(Records from a point-labeling set)
====

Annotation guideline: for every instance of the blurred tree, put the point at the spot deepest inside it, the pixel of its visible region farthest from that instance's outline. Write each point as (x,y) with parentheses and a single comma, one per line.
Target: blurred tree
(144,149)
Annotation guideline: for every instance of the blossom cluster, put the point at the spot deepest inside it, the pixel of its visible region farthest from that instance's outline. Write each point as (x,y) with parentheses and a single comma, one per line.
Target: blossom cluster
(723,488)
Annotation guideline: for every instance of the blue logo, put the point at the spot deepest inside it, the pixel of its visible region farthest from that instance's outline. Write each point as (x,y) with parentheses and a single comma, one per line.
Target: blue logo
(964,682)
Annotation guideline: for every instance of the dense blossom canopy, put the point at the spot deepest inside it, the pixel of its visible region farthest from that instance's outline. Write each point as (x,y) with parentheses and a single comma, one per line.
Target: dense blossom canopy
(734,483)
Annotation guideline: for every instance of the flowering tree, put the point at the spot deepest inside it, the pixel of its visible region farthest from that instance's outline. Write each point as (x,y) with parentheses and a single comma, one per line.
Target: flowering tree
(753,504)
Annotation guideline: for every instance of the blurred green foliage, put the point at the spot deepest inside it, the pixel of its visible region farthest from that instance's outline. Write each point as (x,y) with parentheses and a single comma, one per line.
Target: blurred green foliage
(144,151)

====

Format every line of the listing as a JSON list of strings, one string per line, with blank lines omitted.

Problem solution:
[
  "Annotation guideline: for every instance of the blurred tree, put the point at the spot deepest inside it, the pixel of its visible region farthest from that instance's outline. Write each point as (x,y) with parentheses and a single comma, one per line.",
  "Target: blurred tree",
  "(144,149)",
  "Annotation guideline: for every instance of the blossom cluster, put the point at the spot deepest inside it, the pixel of its visible region farthest from that instance's outline. Write each point as (x,y) with parentheses and a single comma, one per line.",
  "Target: blossom cluster",
  "(723,488)",
  "Annotation guideline: for every instance of the blue logo, put the point at the spot deepest inside it, the pixel of its visible region farthest from that instance's outline. Write each point as (x,y) with parentheses and a single comma, one per line.",
  "Target: blue logo",
  "(964,682)",
  "Annotation guideline: for every instance of the dense blossom canopy, put the point at the spot deepest inside it, the pixel of its visible region farthest from that instance's outline. Write each point as (x,y) with parentheses and a single comma, one per line.",
  "Target: dense blossom canopy",
  "(734,483)",
  "Annotation guideline: for every instance of the flowering tree, put the point at the spot deepest inside it, the pixel of its visible region farthest from that instance's outline. Write each point as (x,y) with parentheses and a single comma, one per line.",
  "Target: flowering tree",
  "(753,504)",
  "Annotation guideline: for every instance of the blurred green foliage, put the point at the spot deepest inside it, the pixel of its visible region farthest from that instance's outline. Write each point as (x,y) with parentheses and a single comma, one per line.",
  "Target: blurred green foliage",
  "(144,151)"
]